_EXERCISE REQUIREMENTS:_ Copy the line containing "Target: dog's head", then all lines after it up to and including the final line of the material, exactly and without additions.

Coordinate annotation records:
○ ○ ○
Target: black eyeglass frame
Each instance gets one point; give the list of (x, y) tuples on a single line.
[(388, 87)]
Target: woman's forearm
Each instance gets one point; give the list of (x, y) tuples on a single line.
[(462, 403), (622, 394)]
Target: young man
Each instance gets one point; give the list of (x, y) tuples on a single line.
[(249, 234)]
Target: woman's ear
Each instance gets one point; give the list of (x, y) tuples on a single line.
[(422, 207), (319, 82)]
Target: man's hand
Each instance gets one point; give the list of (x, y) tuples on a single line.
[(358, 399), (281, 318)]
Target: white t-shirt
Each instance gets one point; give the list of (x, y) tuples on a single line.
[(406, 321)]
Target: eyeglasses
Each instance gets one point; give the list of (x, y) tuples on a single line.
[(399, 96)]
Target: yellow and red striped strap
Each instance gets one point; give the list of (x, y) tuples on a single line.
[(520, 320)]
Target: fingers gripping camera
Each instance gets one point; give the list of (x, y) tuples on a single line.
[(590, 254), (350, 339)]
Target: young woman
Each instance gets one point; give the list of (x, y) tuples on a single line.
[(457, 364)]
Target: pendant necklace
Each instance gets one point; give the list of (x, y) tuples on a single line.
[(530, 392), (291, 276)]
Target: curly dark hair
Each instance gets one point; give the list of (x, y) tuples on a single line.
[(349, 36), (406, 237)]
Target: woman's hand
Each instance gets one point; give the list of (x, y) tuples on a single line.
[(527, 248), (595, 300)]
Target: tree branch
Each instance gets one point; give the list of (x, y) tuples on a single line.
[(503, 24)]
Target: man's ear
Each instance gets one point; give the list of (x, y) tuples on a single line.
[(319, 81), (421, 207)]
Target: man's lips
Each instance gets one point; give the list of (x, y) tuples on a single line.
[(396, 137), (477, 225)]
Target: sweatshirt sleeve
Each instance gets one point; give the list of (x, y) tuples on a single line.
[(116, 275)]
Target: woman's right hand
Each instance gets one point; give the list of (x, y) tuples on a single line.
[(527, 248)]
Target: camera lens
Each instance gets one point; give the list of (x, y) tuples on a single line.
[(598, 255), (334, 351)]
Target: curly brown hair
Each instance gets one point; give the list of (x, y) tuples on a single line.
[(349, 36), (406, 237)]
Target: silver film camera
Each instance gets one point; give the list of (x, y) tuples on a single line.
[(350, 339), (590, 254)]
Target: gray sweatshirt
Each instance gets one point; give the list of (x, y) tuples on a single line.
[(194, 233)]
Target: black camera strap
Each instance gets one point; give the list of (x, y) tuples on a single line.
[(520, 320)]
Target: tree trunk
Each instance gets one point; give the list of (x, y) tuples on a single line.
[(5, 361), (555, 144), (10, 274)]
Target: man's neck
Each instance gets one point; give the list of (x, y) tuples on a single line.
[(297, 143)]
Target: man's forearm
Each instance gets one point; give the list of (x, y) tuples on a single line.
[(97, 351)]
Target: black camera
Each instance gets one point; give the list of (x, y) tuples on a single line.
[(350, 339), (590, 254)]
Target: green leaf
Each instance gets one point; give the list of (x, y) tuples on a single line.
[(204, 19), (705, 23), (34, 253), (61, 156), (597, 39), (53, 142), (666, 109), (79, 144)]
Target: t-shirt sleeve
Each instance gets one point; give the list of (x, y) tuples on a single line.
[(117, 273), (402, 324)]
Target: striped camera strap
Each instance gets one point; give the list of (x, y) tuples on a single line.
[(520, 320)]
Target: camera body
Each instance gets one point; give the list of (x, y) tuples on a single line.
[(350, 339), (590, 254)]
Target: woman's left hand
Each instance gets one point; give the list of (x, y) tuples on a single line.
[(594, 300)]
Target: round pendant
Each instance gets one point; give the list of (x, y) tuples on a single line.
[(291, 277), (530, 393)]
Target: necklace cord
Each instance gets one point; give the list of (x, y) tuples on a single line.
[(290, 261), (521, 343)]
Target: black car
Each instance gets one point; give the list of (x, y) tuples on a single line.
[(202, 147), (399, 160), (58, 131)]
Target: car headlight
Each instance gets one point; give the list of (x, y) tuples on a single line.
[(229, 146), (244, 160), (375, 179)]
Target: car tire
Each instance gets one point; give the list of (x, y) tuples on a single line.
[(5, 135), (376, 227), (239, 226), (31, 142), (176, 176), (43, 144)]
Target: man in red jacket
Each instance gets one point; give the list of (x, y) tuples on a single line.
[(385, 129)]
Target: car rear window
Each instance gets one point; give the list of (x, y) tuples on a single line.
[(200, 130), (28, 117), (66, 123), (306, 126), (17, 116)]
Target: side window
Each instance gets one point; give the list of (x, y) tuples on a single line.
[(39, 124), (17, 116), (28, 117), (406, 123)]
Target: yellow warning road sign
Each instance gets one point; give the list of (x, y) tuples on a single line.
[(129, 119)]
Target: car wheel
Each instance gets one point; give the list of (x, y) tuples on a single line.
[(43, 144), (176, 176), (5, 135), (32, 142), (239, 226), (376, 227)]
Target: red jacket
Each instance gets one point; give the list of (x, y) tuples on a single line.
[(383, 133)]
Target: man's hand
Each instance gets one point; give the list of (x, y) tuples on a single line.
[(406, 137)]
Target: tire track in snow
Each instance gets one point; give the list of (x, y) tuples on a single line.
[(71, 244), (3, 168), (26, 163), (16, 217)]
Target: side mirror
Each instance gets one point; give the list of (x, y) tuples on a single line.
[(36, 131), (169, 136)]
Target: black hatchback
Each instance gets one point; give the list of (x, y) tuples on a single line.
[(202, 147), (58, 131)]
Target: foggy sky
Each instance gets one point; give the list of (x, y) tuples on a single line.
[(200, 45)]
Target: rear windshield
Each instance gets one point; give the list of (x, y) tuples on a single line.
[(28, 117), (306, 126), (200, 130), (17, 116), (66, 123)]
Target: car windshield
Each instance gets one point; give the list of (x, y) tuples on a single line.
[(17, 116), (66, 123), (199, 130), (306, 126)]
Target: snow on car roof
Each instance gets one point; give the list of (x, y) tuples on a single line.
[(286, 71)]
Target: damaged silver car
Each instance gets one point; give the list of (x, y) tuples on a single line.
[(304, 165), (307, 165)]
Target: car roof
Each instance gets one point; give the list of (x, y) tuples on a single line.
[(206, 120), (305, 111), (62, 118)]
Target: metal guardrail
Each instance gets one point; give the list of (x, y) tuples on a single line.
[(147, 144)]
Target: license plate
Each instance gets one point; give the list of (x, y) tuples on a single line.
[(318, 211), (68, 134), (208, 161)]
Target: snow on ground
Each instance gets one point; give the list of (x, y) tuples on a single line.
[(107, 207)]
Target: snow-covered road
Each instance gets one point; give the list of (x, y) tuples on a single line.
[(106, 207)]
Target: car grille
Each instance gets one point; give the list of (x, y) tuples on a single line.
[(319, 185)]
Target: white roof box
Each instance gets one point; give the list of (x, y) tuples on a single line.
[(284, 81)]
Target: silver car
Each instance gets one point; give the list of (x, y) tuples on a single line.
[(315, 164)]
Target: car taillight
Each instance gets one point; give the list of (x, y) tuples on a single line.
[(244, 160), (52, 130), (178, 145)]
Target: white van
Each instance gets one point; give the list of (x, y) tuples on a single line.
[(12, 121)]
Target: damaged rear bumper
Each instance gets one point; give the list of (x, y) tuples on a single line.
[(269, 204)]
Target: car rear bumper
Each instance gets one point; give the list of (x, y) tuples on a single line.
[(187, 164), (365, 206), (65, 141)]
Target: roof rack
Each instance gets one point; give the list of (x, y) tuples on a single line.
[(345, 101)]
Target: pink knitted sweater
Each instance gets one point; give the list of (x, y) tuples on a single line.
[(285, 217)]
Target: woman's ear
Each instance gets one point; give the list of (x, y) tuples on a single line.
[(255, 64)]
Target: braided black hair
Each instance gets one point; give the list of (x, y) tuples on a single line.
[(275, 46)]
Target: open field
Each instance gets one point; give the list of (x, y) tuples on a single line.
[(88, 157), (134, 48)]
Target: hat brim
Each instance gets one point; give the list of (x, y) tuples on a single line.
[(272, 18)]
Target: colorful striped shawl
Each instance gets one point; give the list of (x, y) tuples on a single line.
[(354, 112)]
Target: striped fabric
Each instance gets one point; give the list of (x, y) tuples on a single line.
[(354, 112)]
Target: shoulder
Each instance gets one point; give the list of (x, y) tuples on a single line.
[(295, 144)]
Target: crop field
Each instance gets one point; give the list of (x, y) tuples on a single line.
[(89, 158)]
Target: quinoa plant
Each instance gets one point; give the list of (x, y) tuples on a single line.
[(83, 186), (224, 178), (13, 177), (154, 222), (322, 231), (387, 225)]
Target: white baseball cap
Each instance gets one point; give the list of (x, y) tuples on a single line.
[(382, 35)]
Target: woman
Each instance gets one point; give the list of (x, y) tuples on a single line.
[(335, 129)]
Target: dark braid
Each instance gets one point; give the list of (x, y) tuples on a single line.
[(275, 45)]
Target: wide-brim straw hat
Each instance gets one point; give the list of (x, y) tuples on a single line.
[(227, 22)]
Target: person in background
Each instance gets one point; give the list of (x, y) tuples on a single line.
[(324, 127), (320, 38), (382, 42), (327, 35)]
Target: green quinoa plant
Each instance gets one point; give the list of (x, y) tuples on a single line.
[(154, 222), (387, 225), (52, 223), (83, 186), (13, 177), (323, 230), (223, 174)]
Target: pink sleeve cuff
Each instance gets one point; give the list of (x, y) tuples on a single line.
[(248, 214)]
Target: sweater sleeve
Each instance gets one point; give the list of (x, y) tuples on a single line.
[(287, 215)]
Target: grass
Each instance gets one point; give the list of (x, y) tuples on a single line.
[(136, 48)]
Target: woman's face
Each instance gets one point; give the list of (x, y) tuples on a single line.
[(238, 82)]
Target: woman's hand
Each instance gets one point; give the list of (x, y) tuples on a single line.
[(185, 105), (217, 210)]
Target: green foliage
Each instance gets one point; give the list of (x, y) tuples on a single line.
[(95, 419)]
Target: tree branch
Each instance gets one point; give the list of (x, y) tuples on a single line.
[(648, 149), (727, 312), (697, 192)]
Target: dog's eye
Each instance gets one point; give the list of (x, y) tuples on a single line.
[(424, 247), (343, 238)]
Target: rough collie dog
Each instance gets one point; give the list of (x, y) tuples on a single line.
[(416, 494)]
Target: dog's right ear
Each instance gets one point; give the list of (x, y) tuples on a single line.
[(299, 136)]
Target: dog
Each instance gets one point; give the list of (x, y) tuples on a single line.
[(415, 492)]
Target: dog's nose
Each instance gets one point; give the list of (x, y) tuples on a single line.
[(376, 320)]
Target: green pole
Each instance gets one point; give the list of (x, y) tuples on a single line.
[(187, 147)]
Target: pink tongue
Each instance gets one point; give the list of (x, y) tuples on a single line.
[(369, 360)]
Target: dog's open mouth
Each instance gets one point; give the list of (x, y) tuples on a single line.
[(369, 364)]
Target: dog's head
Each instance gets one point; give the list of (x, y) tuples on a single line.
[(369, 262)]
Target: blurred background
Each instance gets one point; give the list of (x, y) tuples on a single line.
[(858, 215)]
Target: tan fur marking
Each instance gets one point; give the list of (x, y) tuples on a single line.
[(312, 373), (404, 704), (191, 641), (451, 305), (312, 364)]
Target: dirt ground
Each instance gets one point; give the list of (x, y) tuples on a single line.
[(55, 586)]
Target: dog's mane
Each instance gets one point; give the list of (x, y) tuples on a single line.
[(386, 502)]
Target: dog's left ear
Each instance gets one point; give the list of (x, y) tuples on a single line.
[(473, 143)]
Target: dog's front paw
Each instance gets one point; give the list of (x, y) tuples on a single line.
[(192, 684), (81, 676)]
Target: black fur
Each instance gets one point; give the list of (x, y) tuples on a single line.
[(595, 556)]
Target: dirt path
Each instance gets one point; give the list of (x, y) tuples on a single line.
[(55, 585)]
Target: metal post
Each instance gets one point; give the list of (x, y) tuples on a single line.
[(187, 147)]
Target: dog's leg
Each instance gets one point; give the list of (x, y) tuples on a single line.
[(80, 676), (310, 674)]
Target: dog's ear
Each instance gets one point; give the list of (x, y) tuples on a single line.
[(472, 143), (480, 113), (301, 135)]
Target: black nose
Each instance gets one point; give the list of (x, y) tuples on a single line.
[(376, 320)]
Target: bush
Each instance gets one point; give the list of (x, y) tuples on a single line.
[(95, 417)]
○ ○ ○
_OUTPUT FOR THIS TASK:_
Target: dog's head
Each instance gets one point; give the list of (x, y) tuples on a single line.
[(369, 262)]
Target: blurred background
Each instance gets one point; give the list of (x, y) tuples on a single line.
[(858, 215)]
Target: tan fur marking
Each instance gets one point; give the list of (x, y) tuples on a single line.
[(312, 373), (404, 704), (191, 641), (451, 305), (312, 364)]
Target: dirt ground
Each instance gets one point; give the list of (x, y) tuples on a single line.
[(55, 586)]
Target: dog's mane
Each instance gets one point; give the list of (x, y) tuples on a single line.
[(386, 502)]
Target: dog's left ear
Each instance gets one point; give the list of (x, y) tuples on a single line.
[(473, 143)]
Target: dog's front paw
Each instance gets one point; give the list of (x, y) tuples on a single line.
[(192, 684), (81, 676)]
Target: black fur
Each instance gets one point; give the list of (x, y) tuples on a single line.
[(595, 556)]
Target: dirt path
Each instance gets one point; give the list of (x, y) tuples on a single line.
[(55, 585)]
Target: metal post
Each instance gets one point; give the list of (x, y) tuples on a single line.
[(187, 147)]
Target: dog's leg
Each instance gets one point; give the list of (x, y) tuples on a single line.
[(80, 676), (310, 674)]
Target: dog's ear
Each instance gets one point; give the list of (x, y) tuples on a single line.
[(472, 143), (480, 113), (301, 135)]
Target: black nose
Each instance gets one point; give the list of (x, y) tuples on a single line.
[(376, 320)]
Target: bush
Each instance gets one point; give the list of (x, y) tuples on a single line.
[(95, 417)]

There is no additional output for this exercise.